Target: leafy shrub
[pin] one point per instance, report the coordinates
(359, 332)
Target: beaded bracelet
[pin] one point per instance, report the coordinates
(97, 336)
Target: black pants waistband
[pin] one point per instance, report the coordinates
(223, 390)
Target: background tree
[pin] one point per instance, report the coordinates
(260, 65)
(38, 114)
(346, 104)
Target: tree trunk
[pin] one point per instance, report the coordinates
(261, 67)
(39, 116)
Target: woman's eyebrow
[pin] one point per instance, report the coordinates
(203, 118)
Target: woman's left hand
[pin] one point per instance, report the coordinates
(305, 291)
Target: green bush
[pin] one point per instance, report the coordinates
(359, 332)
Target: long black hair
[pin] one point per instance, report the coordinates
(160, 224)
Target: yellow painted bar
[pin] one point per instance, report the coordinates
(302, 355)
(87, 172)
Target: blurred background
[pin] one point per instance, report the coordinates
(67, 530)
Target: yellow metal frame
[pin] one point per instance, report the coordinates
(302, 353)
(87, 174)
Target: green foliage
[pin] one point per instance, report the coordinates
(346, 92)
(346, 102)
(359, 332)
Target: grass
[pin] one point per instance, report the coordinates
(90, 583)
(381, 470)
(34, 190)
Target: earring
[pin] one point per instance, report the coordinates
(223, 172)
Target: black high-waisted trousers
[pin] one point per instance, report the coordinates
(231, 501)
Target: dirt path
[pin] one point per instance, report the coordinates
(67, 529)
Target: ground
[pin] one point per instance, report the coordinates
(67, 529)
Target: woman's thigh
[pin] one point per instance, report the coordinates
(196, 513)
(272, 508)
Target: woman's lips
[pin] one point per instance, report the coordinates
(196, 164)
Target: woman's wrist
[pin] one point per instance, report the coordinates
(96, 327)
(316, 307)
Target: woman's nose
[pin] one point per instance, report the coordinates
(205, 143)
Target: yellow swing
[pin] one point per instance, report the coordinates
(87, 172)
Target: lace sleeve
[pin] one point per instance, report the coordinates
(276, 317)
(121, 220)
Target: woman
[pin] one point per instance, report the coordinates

==

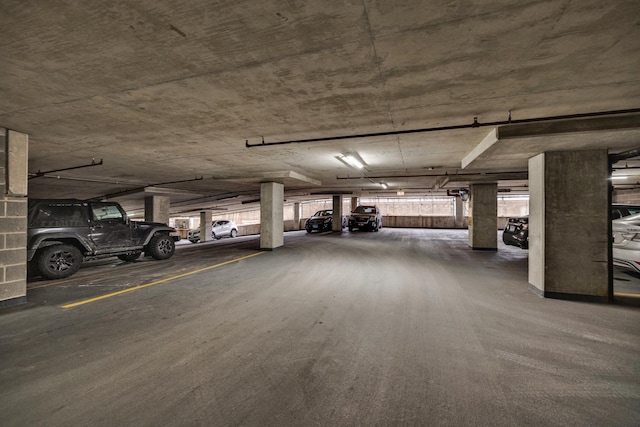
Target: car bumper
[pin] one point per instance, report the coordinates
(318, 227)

---

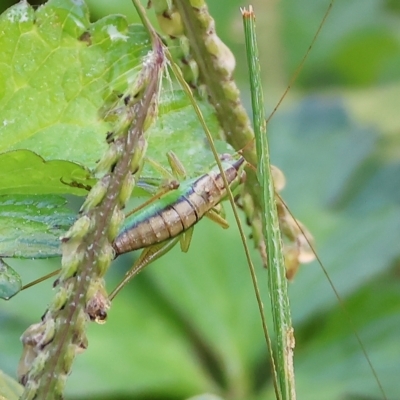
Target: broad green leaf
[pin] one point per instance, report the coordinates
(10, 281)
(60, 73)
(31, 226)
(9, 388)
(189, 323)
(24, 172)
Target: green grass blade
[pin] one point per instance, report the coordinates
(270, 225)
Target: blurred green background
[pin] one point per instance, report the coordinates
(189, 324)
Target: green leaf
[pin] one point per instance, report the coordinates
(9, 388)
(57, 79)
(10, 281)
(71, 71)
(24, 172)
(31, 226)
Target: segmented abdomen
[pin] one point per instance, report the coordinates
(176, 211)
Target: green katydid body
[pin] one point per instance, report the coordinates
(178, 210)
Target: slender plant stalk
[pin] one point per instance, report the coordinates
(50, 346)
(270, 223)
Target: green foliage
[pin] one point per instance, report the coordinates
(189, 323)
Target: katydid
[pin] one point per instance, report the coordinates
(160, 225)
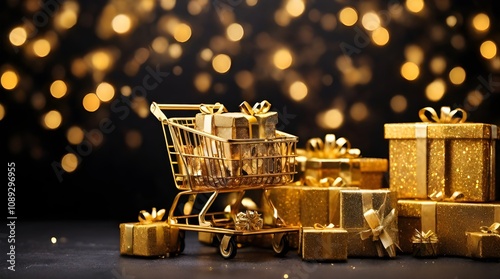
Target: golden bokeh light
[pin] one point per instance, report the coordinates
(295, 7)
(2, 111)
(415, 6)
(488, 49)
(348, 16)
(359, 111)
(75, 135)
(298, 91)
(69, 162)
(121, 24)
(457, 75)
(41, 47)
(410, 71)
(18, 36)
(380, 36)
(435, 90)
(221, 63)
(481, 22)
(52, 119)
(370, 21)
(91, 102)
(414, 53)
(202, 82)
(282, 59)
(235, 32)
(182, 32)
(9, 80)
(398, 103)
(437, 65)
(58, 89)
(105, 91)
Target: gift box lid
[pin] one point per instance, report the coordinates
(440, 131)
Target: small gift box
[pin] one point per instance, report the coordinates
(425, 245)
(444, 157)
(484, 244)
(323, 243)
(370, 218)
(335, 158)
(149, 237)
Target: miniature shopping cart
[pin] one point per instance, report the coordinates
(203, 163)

--- WRITTEN TASK ---
Report every line of the data above that contains the string "gift", with case counting.

--- EXERCISE RESPONSE ---
Target: gift box lid
Target: small gift box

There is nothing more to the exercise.